**THE PROBLEM**. Every record that follows should appear again in your answer, exactly the same.

[Dataset entries]

=== Begin Enclosure ===

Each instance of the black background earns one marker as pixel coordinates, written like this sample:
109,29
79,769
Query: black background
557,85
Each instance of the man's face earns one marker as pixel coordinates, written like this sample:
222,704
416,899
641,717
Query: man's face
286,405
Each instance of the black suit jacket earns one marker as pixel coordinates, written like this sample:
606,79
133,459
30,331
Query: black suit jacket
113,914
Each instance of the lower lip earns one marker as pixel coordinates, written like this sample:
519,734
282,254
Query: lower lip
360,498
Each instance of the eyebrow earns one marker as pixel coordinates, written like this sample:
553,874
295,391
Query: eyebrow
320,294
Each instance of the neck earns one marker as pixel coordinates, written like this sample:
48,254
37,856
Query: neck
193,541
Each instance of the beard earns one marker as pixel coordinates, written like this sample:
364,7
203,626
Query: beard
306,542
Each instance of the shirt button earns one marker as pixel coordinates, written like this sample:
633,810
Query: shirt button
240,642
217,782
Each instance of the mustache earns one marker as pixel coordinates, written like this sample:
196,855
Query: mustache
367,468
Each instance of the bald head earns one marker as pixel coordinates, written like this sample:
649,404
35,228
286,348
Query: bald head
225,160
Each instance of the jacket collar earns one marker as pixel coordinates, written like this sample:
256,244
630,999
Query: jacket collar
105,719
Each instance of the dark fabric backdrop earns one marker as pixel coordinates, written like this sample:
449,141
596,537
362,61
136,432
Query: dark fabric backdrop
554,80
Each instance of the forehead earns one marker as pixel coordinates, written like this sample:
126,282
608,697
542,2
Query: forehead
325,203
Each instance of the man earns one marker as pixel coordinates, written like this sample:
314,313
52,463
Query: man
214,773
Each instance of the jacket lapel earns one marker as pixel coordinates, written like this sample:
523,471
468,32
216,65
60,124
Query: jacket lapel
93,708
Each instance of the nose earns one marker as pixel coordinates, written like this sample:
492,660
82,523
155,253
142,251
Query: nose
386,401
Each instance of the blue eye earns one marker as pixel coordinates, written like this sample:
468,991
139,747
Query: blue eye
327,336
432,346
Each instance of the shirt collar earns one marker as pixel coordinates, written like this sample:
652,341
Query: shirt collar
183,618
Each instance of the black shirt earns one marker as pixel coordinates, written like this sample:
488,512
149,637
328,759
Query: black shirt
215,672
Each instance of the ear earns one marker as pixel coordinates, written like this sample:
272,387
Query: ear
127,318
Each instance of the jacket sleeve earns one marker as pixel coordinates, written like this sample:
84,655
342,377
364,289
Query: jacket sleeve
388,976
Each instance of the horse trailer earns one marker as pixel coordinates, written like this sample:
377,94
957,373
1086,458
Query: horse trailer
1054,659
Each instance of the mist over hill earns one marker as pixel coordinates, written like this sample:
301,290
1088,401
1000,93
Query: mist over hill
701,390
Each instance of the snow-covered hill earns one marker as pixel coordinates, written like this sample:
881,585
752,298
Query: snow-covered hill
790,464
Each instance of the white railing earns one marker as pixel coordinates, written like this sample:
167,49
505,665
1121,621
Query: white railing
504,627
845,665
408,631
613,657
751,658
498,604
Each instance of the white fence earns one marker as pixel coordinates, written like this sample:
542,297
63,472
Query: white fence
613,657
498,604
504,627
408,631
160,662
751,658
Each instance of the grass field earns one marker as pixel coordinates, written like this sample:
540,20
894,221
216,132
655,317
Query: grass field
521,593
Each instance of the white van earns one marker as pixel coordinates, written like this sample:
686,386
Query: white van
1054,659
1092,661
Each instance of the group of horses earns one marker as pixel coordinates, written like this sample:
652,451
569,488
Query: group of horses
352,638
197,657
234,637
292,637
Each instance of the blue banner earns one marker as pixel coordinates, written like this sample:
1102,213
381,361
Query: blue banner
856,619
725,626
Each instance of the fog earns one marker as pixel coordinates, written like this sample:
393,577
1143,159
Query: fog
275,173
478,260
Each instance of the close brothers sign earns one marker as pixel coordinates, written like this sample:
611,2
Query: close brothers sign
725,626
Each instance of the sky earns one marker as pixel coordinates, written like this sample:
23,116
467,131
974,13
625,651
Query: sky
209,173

=== End Enclosure ===

**ANSWER AREA**.
Each instance of the black background earns one marker as pixel coordinates, written like this sample:
109,29
79,769
Query: black background
557,85
Each instance of the man's face earns one marker as pixel coordinates, written like this sample:
222,704
416,899
641,717
Query: man's face
286,405
Each instance of the black suit jacket earns one marker as pixel coordinates, written like this sample:
606,79
133,459
30,331
Query: black suit jacket
113,914
Each instance of the lower lip earns one marker as pixel coordinates, written like this sample:
519,734
282,254
Query: lower lip
360,498
Each instance of the eyebrow earns one marker as pixel coordinates, written like this sample:
553,874
295,391
Query: eyebrow
320,294
Each instance of the neck earns one marker as pixel coordinates, written like this sample:
48,254
37,856
Query: neck
193,541
Each instance of the beard earns one marker as pixel coordinates, written like this sample:
364,7
203,626
Query: beard
306,542
Each instance of the shirt button earns one marker as pixel coordinates, written like this sample:
633,810
Query: shirt button
240,642
217,782
Each instance of the mustache earns one marker as pixel coordinates, written like this sample:
196,855
Query: mustache
367,468
Each instance of the bald head earns one marker as pixel coordinates, written like this sample:
649,404
35,228
286,348
Query: bald head
225,160
Each instance of the jacket collar earns one marker as pixel coordinates, written like this sample:
256,244
630,999
Query: jacket collar
105,719
Each instance of the dark fabric backdrop earns one marker as pixel coordinates, written like this sample:
449,141
596,537
362,61
136,432
Query: dark fabric backdrop
554,80
Each instance of the forehead earns one marker as pixel coordinates, written like this sample:
126,282
608,697
542,2
Query: forehead
325,203
Each instance of the man earns one marker as pixel coordinates, written like this sample:
314,313
52,463
Query: man
214,773
Each instance of the jacket lapel earns one marker as pixel coordinates, written like this sample:
523,471
468,32
216,65
60,124
Query: jacket lapel
93,708
Each instance of the nose earns one marker as pixel coordinates, written like this sample:
492,660
82,523
155,253
142,251
Query: nose
386,401
Each instance of the blue eye earns one marker as pixel coordinates, written like this sample:
468,991
139,747
Query: blue eye
327,336
432,346
Each instance of the shirt collar earns one marker as pixel coordinates, written like this sample:
652,341
Query: shirt collar
183,618
Each instance of the black shirt earns one marker as pixel coordinates, written like this sample:
488,512
149,637
328,759
Query: black shirt
215,672
Each instance of the ear earns one marker as pixel coordinates, written like this sample:
272,387
Query: ear
127,318
Each instance of the jacket sleeve earns one marker as pixel coordinates, written like this sample:
84,655
342,377
364,289
Query: jacket sleeve
388,976
Each instance of the horse trailer earns one marker as pixel coordinates, written like this sample:
377,94
957,373
1086,458
Query: horse trailer
1054,659
Each instance of the mist over hill earns one marker as pixel coordinates, written like this sample:
301,290
1088,401
1000,93
Query: mist over hill
701,390
Each instance of the snow-covered hill earns one marker as pixel coordinates, written like this sample:
881,585
752,298
Query: snow-covered hill
790,464
Each instance of the white railing earns one marker as pixel coordinates, written like this sample:
167,49
505,665
1121,621
Query: white railing
504,627
845,665
408,631
613,657
751,658
498,604
Each instance of the white fence earns one marker as pixel coordinates, written like this sample:
542,297
63,472
Query: white fence
613,657
498,604
504,627
408,631
160,662
751,658
Each instance of the grass field earns one marker as pixel coordinates, written like this sample:
540,20
894,221
216,132
655,317
Query: grass field
521,593
Each instance of the white van earns one marker as pixel coordinates, written like this sample:
686,386
Query: white van
1054,659
1092,661
Each instance of the group of horses earns one marker as pixel coordinates, written like this sample:
652,451
569,488
Query: group of horses
352,638
197,657
234,637
292,637
Each instance of the blue banner earns one marker as pixel coordinates, written like this sample:
1102,213
381,361
Query: blue banner
856,619
725,626
Each instance of the fog earns one marker as pixel coordinates, written like this sample:
393,577
1143,159
Query: fog
275,173
478,260
Each instance of the close brothers sign earns one marker as pixel coordinates, written like this sample:
611,2
Query: close brothers sign
725,626
Each instance of the sky earns one marker as pixel coordinates, written like this sample:
23,116
467,131
974,13
625,651
Query: sky
209,173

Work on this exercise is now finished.